The recent COVID-pandemic, but already before that the increasing digitization, forces us to work more and more virtual. This new virtualization, however, causes work and life to blend more and more. With a diverse panel (male/female, industry/academia, ...) we will debate on the impact this has on our work and our life, and how to best deal with this evolution. What are the consequences on an academic career? And on an industrial one? Does this improve or deteriorate our work life balance? And is this different for industry or academics? What are best practices to not suffer from, but exploit this virtualization?
After panelists' individual statements we will open up to questions from the audience. These will be submitted via the Whova chat.
She graduated from Cornell University with a BS in Electrical Engineering. Upon graduation, she joined Digital Equipment Corporation (where she had complete two co-op terms) and worked on different architectural units (instruction cache, instruction fetch, execution unit, mapper) for a number of Alpha microprocessors. In 2000, she joined C-Port Corporation (acquired shortly after she joined by Motorola) to work on network processors. Since joining AMD in 2003, she has worked on custom circuit designs and circuit design methodology for many CPU cores. Her current focus is on design technology co-optimization, libraries, environment and methodology. Kathy has authored or co-authored nine conference and journal publications and SSCS magazine articles. She has served on the technical program committees for International Symposium on Low Power Electronics and Design, Symposium on VLSI Circuits, and ISSCC. She is currently serving a 3 year term on SSCS AdCom. In addition, Kathy is the mom to three boys ages 17, 20 and 22. She has been involved in many of their activities as a soccer coach, a music parents organization officer and a Boy Scout merit badge counselor. Kathy enjoys to bicycle with her husband and the family enjoys hiking and downhill skiing.
David Atienza leads the Embedded Systems Laboratory (ESL) at EPFL. He is an Associate Professor of Electrical and Computer Engineering at EPFL. He is an expert in energy-efficient computing systems. In particular, his interests deal with the next-generation of AI-based embedded systems co-design for the Internet of Things and energy management of servers and datacenters for Big Data processing. Indeed, he has been working for the last 15 years on smart wearables both for humans and a wider range of other smart objects including cars and home automation, where he has focused on the low-power design of these objects and how embedded Machine Learning (ML) can be used to make these objects interact with each other, as well as with humans, to create new personalized services and healthcare. In these areas he has published more than 300 papers world-wide and he works with more than 30 companies world-wide, including IBM, Facebook, Google, Huawei, Apple, Samsung, etc. He has also received several individual awards from IEEE and ACM for his technical achievements in these research areas and since 2016 he is an IEEE Fellow and a Distinguished Member of ACM.

**Records supplied:**
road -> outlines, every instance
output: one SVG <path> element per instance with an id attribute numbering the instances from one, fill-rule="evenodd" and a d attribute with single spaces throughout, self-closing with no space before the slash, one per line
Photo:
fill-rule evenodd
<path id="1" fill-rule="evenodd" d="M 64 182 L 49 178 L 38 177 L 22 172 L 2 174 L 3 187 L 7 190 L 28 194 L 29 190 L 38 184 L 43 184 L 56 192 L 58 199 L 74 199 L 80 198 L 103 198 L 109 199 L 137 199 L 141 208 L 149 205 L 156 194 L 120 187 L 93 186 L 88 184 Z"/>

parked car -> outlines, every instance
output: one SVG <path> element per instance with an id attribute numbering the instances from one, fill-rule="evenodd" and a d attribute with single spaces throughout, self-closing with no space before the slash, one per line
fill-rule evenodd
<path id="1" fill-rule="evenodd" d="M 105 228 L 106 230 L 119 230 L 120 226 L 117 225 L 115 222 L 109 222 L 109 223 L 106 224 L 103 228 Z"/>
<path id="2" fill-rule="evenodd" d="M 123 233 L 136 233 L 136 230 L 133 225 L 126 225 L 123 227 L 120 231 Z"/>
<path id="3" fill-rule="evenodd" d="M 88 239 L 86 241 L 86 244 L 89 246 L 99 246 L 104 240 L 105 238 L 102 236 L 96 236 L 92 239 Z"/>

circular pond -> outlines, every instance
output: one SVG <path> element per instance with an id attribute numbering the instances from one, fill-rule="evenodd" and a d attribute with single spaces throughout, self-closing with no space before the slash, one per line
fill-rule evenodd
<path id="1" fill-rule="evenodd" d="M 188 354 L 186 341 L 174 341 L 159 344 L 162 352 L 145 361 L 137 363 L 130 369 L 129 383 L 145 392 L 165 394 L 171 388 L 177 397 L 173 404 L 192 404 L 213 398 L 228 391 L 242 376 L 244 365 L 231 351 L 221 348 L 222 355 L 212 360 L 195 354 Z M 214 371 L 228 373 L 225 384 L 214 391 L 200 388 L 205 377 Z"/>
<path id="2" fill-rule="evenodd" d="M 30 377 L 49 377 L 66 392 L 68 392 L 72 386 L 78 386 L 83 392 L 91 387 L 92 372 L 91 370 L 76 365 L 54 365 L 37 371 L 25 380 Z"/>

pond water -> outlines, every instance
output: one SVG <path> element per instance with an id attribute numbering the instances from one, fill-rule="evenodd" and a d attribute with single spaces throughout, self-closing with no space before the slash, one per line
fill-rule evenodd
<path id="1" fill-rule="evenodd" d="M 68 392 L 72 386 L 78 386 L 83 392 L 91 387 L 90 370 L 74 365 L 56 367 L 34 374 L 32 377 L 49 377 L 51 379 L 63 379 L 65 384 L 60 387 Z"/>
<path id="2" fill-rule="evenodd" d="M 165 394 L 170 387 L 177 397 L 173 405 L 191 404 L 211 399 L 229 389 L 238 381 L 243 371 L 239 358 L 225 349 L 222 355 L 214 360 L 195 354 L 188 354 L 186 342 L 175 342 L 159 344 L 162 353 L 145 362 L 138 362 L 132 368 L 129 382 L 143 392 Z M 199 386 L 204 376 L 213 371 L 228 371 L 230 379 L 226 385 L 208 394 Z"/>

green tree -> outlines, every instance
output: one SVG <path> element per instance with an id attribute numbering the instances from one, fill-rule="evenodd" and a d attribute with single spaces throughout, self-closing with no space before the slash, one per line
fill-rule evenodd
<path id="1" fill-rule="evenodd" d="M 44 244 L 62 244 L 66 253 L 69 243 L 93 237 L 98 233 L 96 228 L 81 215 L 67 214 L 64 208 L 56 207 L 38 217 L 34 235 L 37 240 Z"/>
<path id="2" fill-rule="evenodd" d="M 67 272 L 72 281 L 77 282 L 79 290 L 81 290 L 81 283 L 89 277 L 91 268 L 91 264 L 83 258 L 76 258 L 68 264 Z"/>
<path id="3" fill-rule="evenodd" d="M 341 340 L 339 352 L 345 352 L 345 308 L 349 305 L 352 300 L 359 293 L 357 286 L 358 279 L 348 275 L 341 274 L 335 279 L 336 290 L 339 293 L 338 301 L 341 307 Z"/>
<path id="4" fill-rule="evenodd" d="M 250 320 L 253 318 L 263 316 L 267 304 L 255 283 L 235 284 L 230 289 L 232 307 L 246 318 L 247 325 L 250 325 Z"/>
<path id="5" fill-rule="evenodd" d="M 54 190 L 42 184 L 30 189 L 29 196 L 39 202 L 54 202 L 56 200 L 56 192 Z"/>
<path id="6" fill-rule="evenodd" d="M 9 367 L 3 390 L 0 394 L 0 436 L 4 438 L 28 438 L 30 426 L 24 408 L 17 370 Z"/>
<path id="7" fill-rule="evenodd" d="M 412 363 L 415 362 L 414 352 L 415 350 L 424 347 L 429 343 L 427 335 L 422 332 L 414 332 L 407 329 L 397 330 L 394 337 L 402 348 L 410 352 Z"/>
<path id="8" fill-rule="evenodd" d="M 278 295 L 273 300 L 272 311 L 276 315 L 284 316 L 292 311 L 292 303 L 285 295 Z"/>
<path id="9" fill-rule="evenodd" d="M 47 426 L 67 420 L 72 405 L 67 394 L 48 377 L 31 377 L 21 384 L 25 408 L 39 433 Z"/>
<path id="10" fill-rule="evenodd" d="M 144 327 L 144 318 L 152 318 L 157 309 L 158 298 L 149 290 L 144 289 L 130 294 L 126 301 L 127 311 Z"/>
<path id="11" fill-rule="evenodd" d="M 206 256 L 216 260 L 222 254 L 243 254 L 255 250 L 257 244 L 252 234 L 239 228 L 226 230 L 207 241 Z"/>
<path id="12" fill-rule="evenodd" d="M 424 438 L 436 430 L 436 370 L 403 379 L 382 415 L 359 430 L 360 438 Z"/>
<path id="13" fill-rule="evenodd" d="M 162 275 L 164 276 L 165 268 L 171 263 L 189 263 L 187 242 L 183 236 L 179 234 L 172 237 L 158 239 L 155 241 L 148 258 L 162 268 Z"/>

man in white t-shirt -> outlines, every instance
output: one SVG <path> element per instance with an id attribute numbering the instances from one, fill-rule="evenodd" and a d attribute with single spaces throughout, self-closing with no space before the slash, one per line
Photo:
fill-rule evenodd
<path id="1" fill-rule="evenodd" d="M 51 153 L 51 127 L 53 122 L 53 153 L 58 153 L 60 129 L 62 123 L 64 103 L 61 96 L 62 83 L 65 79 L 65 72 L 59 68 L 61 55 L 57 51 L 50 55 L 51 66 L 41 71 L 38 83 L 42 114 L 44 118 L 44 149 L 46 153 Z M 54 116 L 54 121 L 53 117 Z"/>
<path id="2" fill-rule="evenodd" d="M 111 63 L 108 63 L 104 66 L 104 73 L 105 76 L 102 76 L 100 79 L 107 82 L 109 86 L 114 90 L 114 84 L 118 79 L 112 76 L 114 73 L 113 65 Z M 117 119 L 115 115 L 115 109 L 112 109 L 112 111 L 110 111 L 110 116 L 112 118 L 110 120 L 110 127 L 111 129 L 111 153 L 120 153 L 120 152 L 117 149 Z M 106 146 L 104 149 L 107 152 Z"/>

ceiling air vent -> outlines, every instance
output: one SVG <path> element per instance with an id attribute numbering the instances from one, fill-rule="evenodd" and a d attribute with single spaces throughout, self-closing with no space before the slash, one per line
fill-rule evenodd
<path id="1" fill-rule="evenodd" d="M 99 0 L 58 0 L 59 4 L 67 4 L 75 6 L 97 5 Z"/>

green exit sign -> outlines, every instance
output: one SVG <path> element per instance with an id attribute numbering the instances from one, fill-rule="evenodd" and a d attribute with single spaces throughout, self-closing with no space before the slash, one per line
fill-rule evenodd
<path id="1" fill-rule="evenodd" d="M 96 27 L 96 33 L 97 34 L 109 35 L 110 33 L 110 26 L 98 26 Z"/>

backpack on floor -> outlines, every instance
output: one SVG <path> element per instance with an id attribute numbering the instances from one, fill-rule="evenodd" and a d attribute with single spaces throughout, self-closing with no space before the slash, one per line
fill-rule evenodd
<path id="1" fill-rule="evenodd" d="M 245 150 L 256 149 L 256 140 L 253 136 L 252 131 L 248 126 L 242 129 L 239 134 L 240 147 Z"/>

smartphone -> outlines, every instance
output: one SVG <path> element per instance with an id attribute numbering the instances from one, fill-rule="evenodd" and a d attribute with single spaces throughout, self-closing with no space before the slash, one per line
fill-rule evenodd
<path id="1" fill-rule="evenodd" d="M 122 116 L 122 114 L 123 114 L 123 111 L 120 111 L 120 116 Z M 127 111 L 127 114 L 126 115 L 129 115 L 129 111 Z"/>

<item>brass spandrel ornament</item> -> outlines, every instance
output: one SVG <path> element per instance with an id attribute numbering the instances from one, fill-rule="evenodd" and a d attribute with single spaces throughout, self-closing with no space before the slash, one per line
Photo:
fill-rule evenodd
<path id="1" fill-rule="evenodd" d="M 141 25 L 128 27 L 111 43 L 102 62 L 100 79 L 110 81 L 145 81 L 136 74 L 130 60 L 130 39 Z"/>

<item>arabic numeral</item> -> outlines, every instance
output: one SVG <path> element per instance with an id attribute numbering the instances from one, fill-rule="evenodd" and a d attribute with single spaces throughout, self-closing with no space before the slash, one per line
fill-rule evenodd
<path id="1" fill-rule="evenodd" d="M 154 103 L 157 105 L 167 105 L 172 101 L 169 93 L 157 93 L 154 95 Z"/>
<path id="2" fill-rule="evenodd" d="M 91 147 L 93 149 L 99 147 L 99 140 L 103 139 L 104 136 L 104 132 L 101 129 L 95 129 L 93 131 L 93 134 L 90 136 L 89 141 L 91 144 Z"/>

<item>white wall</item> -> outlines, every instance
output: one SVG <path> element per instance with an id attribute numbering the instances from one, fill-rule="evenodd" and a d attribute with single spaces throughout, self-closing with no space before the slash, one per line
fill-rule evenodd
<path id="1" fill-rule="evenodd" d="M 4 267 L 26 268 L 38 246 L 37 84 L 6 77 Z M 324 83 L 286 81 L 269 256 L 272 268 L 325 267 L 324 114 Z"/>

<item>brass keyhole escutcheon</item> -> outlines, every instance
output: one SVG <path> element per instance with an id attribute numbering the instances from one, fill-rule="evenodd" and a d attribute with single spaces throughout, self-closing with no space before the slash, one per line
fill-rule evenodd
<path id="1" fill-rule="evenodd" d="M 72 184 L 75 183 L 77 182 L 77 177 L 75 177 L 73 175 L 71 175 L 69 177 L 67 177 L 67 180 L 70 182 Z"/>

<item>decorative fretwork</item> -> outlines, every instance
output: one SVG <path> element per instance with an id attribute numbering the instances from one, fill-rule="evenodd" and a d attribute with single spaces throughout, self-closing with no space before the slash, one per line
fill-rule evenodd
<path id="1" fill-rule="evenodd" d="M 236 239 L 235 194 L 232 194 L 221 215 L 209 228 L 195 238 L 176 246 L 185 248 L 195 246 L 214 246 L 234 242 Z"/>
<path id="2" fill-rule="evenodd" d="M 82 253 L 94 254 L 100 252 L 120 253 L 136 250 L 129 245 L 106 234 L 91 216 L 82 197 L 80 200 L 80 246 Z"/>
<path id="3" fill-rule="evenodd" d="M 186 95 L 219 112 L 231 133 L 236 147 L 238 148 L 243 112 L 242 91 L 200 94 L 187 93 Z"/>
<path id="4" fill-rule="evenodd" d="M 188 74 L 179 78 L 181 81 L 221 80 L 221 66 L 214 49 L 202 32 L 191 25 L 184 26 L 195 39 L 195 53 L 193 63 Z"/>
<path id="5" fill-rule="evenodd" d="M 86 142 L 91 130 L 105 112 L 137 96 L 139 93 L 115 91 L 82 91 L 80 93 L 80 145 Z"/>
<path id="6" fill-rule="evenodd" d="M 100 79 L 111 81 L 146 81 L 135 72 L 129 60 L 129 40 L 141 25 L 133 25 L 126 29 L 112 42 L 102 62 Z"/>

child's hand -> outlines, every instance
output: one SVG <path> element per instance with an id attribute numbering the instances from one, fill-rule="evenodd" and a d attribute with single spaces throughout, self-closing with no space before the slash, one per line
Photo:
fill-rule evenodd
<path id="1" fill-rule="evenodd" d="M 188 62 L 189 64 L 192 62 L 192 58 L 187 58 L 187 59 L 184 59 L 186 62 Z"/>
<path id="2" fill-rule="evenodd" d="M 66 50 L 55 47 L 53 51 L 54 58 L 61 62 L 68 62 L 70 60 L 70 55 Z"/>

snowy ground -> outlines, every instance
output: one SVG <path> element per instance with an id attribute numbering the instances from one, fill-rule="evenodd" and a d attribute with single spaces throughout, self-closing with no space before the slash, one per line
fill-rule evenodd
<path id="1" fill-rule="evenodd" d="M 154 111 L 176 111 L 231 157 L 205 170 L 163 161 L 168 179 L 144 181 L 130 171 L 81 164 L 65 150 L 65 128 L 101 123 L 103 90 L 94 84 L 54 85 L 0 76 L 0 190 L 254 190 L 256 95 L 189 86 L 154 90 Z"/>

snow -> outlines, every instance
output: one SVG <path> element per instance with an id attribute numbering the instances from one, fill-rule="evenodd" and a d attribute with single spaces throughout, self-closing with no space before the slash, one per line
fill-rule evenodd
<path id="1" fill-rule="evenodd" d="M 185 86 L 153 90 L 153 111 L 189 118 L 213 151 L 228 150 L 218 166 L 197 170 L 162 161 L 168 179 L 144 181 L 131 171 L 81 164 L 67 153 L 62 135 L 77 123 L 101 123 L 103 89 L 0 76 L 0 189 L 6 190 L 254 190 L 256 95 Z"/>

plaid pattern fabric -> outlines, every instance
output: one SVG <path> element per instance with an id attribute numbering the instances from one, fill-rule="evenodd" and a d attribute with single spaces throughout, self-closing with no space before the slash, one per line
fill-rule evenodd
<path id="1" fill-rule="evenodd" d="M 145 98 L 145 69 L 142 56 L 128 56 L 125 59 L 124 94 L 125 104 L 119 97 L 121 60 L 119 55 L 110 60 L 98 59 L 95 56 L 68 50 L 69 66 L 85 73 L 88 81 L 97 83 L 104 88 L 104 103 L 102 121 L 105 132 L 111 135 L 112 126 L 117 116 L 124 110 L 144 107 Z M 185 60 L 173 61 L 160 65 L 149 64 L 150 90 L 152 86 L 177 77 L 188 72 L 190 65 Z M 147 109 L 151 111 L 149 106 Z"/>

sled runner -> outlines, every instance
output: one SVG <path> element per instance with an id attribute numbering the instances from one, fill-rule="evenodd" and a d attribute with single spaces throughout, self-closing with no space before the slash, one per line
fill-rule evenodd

**Activity:** Write the next part of the panel description on virtual work and work-life balance, starting after its last sentence. The records have nothing to do with the panel description.

**Answer for this exercise:**
Suk Hwan Lim is currently VP of engineering and leads the Multimedia Team at System LSI business of Samsung Electronics. His team delivers hardware and software IPs such as NPU (Neural Processing Unit), DSP, Camera, Display, Video and Audio. Prior to his current role at Samsung Electronics, he worked at Google, Apple and Hewlett-Packard Laboratories. At Google, he was head of imaging & vision organization specializing in various sub-areas in imaging & vision for mobile, wearable and laptop products (e.g., Pixel 2~4, Google Clip, Pixelbook). His sub-teams included Imaging & Vision algorithms/software, Machine Learning accelerator HW/SW, Imaging pipeline, Camera hardware modules and camera image quality tuning/testing for Google products. At Apple, he was the main/lead architect for Imaging and computer vision blocks for four generation of iPhone and iPad products. Responsibilities included inventing digital imaging and computer vision algorithms and architectures for hardware and software implementation. He holds B.S from Seoul National University and M.S./Ph.D from Stanford University.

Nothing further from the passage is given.